Work to complete »
Go through the lines below and copy each one that holds the string "follow".

Given records »
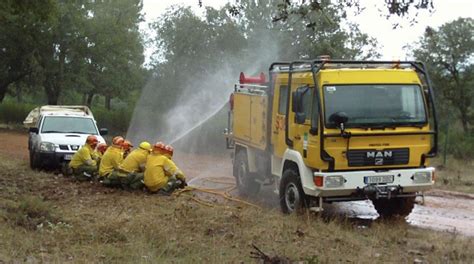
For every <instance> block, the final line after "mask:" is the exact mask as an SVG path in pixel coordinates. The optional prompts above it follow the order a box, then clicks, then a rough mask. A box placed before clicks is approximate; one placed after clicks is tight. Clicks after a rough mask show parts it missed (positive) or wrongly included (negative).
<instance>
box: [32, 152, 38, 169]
mask: <svg viewBox="0 0 474 264" xmlns="http://www.w3.org/2000/svg"><path fill="white" fill-rule="evenodd" d="M39 167H40V166H39V159H38V154H36V152H34V151H33V150H30V168H31V169H33V170H35V169H39Z"/></svg>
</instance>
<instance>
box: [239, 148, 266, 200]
mask: <svg viewBox="0 0 474 264" xmlns="http://www.w3.org/2000/svg"><path fill="white" fill-rule="evenodd" d="M247 162H248V161H247V154H246V153H245V151H239V152H238V153H237V155H236V157H235V161H234V177H235V181H236V182H237V189H238V190H239V194H240V195H242V196H255V195H256V194H257V193H258V192H259V191H260V187H261V186H260V183H258V182H256V181H255V178H254V177H252V174H251V173H250V172H249V165H248V163H247Z"/></svg>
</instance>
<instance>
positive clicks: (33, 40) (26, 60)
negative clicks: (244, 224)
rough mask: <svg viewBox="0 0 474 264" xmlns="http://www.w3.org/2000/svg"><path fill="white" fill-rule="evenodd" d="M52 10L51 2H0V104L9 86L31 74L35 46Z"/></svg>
mask: <svg viewBox="0 0 474 264" xmlns="http://www.w3.org/2000/svg"><path fill="white" fill-rule="evenodd" d="M56 9H57V6H56V3H55V1H53V0H39V1H15V0H5V1H1V2H0V25H1V26H0V103H1V102H2V101H3V99H4V97H5V94H6V92H7V90H8V87H9V86H10V85H11V84H13V83H15V82H18V81H20V80H22V79H24V78H25V77H26V76H28V75H31V73H32V72H33V71H35V65H37V59H38V54H39V49H38V45H37V44H38V42H39V41H41V40H42V36H43V30H44V29H45V28H47V27H46V25H47V24H49V23H50V22H51V20H52V17H53V16H54V14H55V13H56Z"/></svg>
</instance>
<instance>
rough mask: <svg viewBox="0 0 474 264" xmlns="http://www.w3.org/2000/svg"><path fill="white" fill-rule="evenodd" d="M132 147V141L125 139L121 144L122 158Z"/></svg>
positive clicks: (127, 154)
mask: <svg viewBox="0 0 474 264" xmlns="http://www.w3.org/2000/svg"><path fill="white" fill-rule="evenodd" d="M132 149H133V145H132V142H130V141H128V140H125V141H124V142H123V144H122V151H123V158H124V159H125V158H126V157H127V156H128V154H130V152H131V151H132Z"/></svg>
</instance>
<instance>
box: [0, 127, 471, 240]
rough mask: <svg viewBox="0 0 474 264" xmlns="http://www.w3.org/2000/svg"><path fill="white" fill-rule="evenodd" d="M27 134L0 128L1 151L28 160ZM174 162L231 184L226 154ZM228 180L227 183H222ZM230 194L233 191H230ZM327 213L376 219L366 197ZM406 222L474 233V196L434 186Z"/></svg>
mask: <svg viewBox="0 0 474 264" xmlns="http://www.w3.org/2000/svg"><path fill="white" fill-rule="evenodd" d="M27 144H28V138H27V134H26V132H23V133H21V132H12V131H8V130H0V145H1V146H2V147H1V148H0V153H2V154H6V155H8V156H9V157H11V158H15V159H23V160H28V149H27ZM175 160H176V162H177V164H179V166H180V167H181V168H182V169H183V170H184V171H185V172H186V174H187V175H188V177H189V179H190V183H191V185H193V186H203V187H212V188H219V189H222V190H224V189H229V186H230V187H232V183H230V184H229V182H231V181H232V179H231V177H232V175H231V174H232V171H231V168H232V164H231V160H230V158H229V157H228V156H227V155H225V156H219V157H216V156H205V155H199V156H197V155H189V154H181V153H178V154H177V155H176V157H175ZM209 177H210V178H221V179H222V180H224V183H216V182H212V181H209V180H207V179H208V178H209ZM225 182H228V183H225ZM232 194H235V192H233V193H232ZM265 194H266V196H267V197H266V198H270V199H271V200H272V201H271V202H270V203H268V202H265V204H266V205H268V206H277V203H276V201H277V197H276V195H275V194H273V192H272V191H271V190H270V189H268V190H266V191H265ZM326 213H327V214H335V215H337V216H339V217H341V216H342V217H348V218H350V219H355V220H361V221H360V222H361V223H363V224H362V225H369V224H370V223H371V222H372V221H374V220H375V219H377V217H378V215H377V213H376V212H375V210H374V208H373V206H372V204H371V203H370V202H368V201H362V202H349V203H338V204H335V205H329V206H327V207H326ZM407 222H408V223H410V224H412V225H414V226H419V227H423V228H431V229H436V230H444V231H449V232H455V233H460V234H464V235H468V236H474V228H472V223H474V196H472V195H464V194H460V193H452V192H446V191H440V190H433V191H431V192H429V193H428V194H427V195H426V199H425V204H424V205H416V206H415V209H414V210H413V212H412V213H411V214H410V215H409V216H408V218H407Z"/></svg>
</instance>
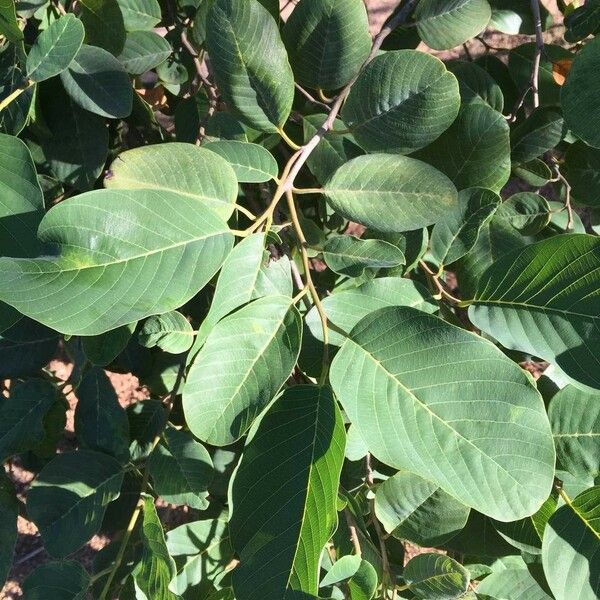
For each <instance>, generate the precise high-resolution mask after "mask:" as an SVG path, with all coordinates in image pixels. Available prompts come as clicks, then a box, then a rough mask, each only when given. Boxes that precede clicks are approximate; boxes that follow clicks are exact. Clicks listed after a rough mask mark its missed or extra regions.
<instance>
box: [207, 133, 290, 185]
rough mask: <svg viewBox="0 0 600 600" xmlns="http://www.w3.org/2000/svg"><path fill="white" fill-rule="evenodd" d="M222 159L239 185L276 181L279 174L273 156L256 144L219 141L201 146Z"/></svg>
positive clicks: (261, 147) (225, 140) (276, 165)
mask: <svg viewBox="0 0 600 600" xmlns="http://www.w3.org/2000/svg"><path fill="white" fill-rule="evenodd" d="M202 147H203V148H205V149H206V150H210V151H211V152H215V153H216V154H218V155H219V156H221V157H222V158H224V159H225V160H226V161H227V162H228V163H229V164H230V165H231V167H232V168H233V170H234V172H235V175H236V177H237V180H238V181H239V182H240V183H262V182H264V181H269V180H271V179H276V178H277V175H278V173H279V167H278V166H277V161H276V160H275V158H273V155H272V154H271V153H270V152H269V151H268V150H267V149H266V148H263V147H262V146H259V145H258V144H251V143H249V142H239V141H236V140H219V141H216V142H209V143H208V144H204V145H203V146H202Z"/></svg>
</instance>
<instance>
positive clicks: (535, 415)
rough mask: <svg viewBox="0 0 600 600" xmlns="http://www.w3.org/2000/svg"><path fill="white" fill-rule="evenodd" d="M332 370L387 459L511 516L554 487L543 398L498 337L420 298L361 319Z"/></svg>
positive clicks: (460, 497)
mask: <svg viewBox="0 0 600 600" xmlns="http://www.w3.org/2000/svg"><path fill="white" fill-rule="evenodd" d="M330 378H331V382H332V386H333V389H334V391H335V392H336V394H337V396H338V399H339V400H340V402H341V403H342V405H343V407H344V409H345V411H346V413H347V415H348V418H349V419H350V420H351V422H352V423H353V424H354V425H355V426H356V427H357V428H358V430H359V432H360V434H361V437H362V438H363V439H364V440H365V442H366V444H367V446H368V447H369V449H370V450H371V451H372V452H373V454H374V455H375V456H376V457H377V458H378V459H380V460H382V461H383V462H385V463H386V464H388V465H390V466H393V467H396V468H401V469H402V468H404V469H410V470H411V471H412V472H414V473H417V474H418V475H421V476H422V477H424V478H426V479H428V480H430V481H432V482H434V483H436V484H437V485H439V486H440V487H441V488H442V489H444V490H445V491H446V492H448V493H449V494H451V495H453V496H454V497H455V498H457V499H458V500H460V501H461V502H462V503H463V504H466V505H468V506H472V507H474V508H476V509H477V510H479V511H481V512H483V513H485V514H488V515H490V516H493V517H495V518H497V519H499V520H502V521H508V520H514V519H518V518H521V517H524V516H527V515H530V514H532V513H533V512H535V511H536V510H537V509H538V508H539V507H540V506H541V504H542V502H544V500H546V498H547V497H548V495H549V493H550V489H551V486H552V479H553V476H554V447H553V443H552V436H551V432H550V426H549V423H548V419H547V417H546V413H545V410H544V406H543V403H542V399H541V397H540V395H539V394H538V392H537V390H536V389H535V387H534V386H533V385H532V383H531V380H530V378H529V377H528V376H527V375H526V374H525V372H523V371H522V370H521V369H520V368H519V367H518V366H517V365H516V364H515V363H513V362H512V361H510V360H509V359H508V358H505V357H504V356H503V355H502V353H501V352H500V351H499V350H498V349H497V348H496V347H495V346H494V345H493V344H491V343H490V342H488V341H486V340H484V339H481V338H479V337H478V336H476V335H474V334H472V333H469V332H467V331H465V330H463V329H460V328H458V327H455V326H453V325H450V324H448V323H446V322H444V321H442V320H441V319H438V318H437V317H434V316H432V315H428V314H425V313H423V312H421V311H418V310H416V309H414V308H408V307H389V308H382V309H380V310H378V311H375V312H373V313H371V314H370V315H368V316H367V317H365V318H364V319H363V320H362V321H360V322H359V323H358V324H357V325H356V327H354V329H353V330H352V332H351V333H350V336H349V337H348V339H347V340H346V341H345V342H344V344H343V345H342V347H341V349H340V351H339V352H338V354H337V355H336V357H335V358H334V360H333V363H332V365H331V375H330ZM474 415H476V417H477V418H476V419H475V418H473V417H474ZM507 490H510V493H507Z"/></svg>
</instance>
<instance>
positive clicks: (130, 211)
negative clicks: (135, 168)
mask: <svg viewBox="0 0 600 600" xmlns="http://www.w3.org/2000/svg"><path fill="white" fill-rule="evenodd" d="M39 236H40V239H41V240H42V241H43V242H46V243H48V244H56V246H57V248H58V249H59V253H58V254H57V255H52V256H43V257H40V258H35V259H26V258H16V259H15V258H0V273H1V274H2V277H1V278H0V299H1V300H3V301H5V302H6V303H7V304H10V305H11V306H14V307H15V308H17V310H19V311H20V312H22V313H23V314H25V315H28V316H30V317H32V318H34V319H36V320H37V321H40V322H41V323H44V324H45V325H48V326H49V327H53V328H54V329H56V330H58V331H60V332H62V333H68V334H78V335H95V334H98V333H103V332H104V331H108V330H110V329H115V328H117V327H119V326H120V325H126V324H128V323H132V322H133V321H137V320H139V319H141V318H144V317H147V316H150V315H153V314H156V313H160V312H167V311H169V310H173V309H175V308H178V307H179V306H181V305H182V304H184V303H185V302H187V301H188V300H189V299H190V298H191V297H192V296H194V295H195V294H196V293H197V292H198V290H200V289H201V288H202V287H204V285H205V284H206V283H207V282H208V281H209V280H210V278H211V277H212V276H213V275H214V274H215V272H216V271H217V269H218V268H219V267H220V266H221V263H222V262H223V261H224V260H225V257H226V256H227V254H228V252H229V250H230V249H231V246H232V244H233V235H232V234H231V233H230V232H229V229H228V227H227V225H226V224H225V223H224V222H223V221H221V220H220V219H219V218H218V217H217V216H216V215H215V214H214V213H213V212H212V211H211V210H209V209H204V210H203V209H202V205H200V204H199V203H198V202H197V201H196V200H194V199H191V198H188V197H186V196H181V195H179V194H174V193H172V192H161V193H158V192H156V191H152V190H131V191H114V190H97V191H94V192H88V193H86V194H81V195H80V196H76V197H74V198H70V199H69V200H66V201H64V202H62V203H61V204H58V205H57V206H55V207H54V208H53V209H52V210H50V211H49V212H48V213H47V214H46V216H45V217H44V219H43V221H42V223H41V225H40V228H39ZM174 274H177V276H176V277H174ZM92 287H93V288H94V289H95V290H97V291H98V290H101V293H98V294H94V295H93V297H92V298H90V290H91V289H92Z"/></svg>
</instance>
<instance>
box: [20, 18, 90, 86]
mask: <svg viewBox="0 0 600 600" xmlns="http://www.w3.org/2000/svg"><path fill="white" fill-rule="evenodd" d="M84 35H85V30H84V28H83V25H82V24H81V21H80V20H79V19H78V18H77V17H76V16H75V15H72V14H67V15H65V16H64V17H61V18H60V19H57V20H56V21H54V23H52V24H51V25H50V27H48V29H45V30H44V31H42V33H40V35H39V36H38V38H37V39H36V40H35V43H34V44H33V46H32V47H31V50H29V54H28V55H27V77H29V79H31V80H32V81H36V82H39V81H44V79H50V77H54V76H55V75H58V74H59V73H62V72H63V71H64V70H65V69H66V68H67V67H68V66H69V65H70V64H71V61H72V60H73V59H74V58H75V56H76V54H77V52H79V48H81V44H83V37H84Z"/></svg>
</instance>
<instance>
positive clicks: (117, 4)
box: [80, 0, 125, 56]
mask: <svg viewBox="0 0 600 600" xmlns="http://www.w3.org/2000/svg"><path fill="white" fill-rule="evenodd" d="M80 4H81V8H80V10H81V14H80V18H81V21H82V22H83V24H84V25H85V41H86V44H90V45H91V46H99V47H100V48H104V50H107V51H108V52H110V53H111V54H113V55H115V56H117V55H118V54H119V53H120V52H121V51H122V50H123V44H124V43H125V23H124V21H123V15H122V13H121V9H120V7H119V3H118V1H117V0H81V1H80Z"/></svg>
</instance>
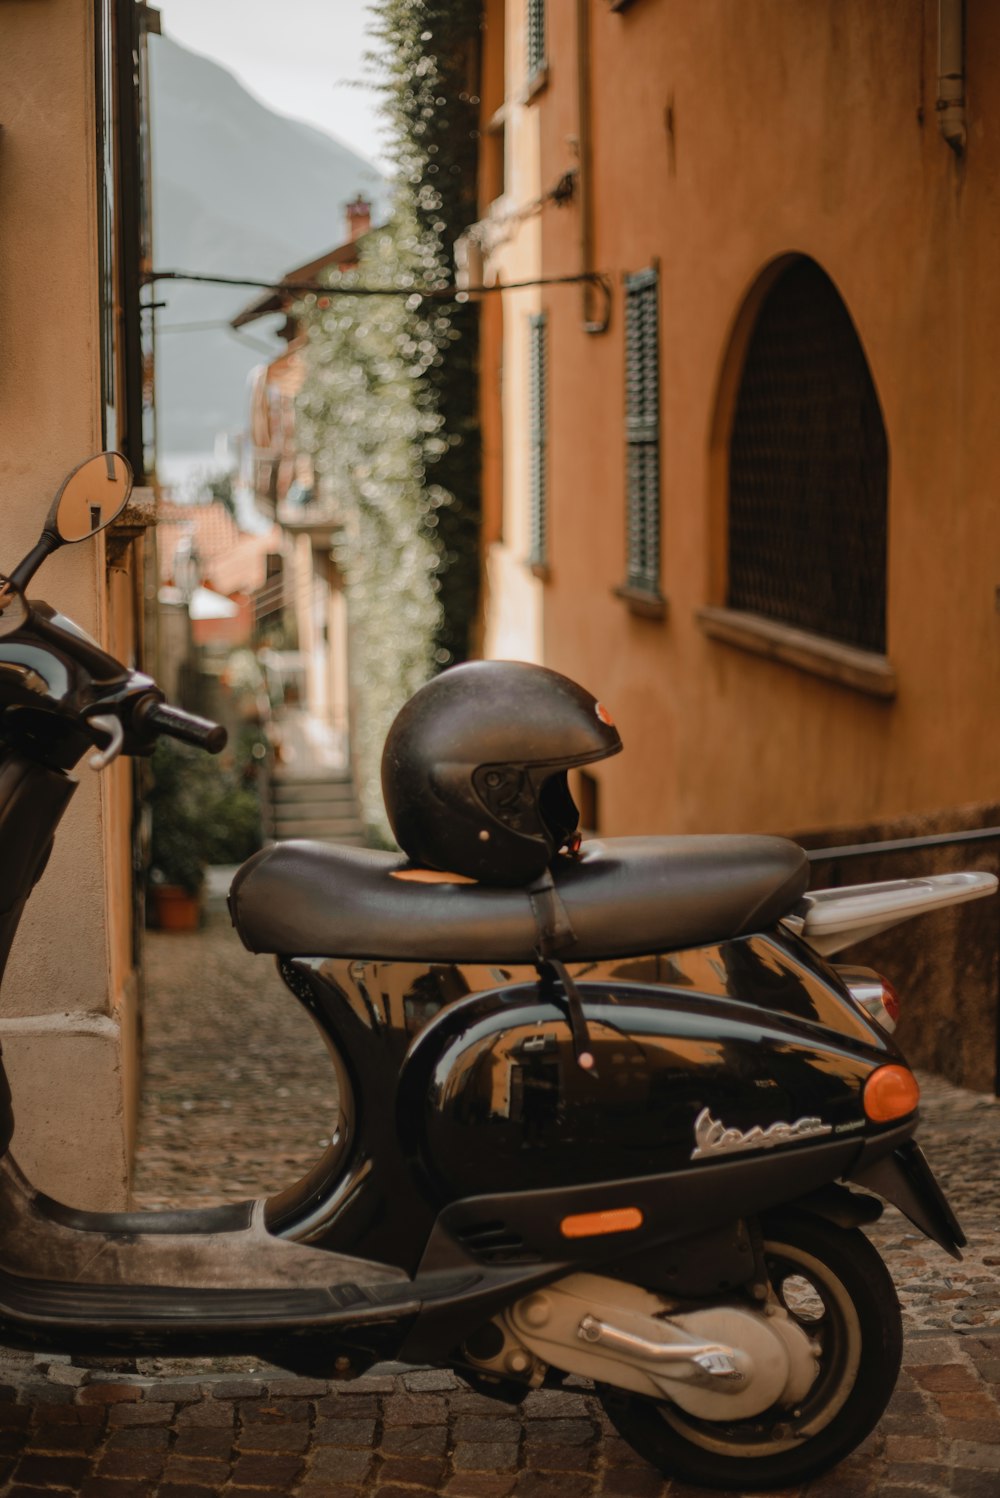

Solution »
For every <instance> block, the final line after "mask:" is the exact mask as an SVG path in pixel coordinates. The optional prompts above it follow the order a box, then clicks, then a rough mask. A box placed before clicks is approximate; one placed after clicks is tight. Clicks after a rough mask show parts it missed (positive) or wrongly included (negative).
For each <instance>, generate the precise high-resolution mask after "mask:" as an SVG path, with all coordinates in image pixels. Available prompts come as clicks, then a box, then a rough mask, each only when given. Boxes that precede clicks are approximate; boxes that follow clicks are exact. Clicks listed after a rough mask mark its missed or extra regions.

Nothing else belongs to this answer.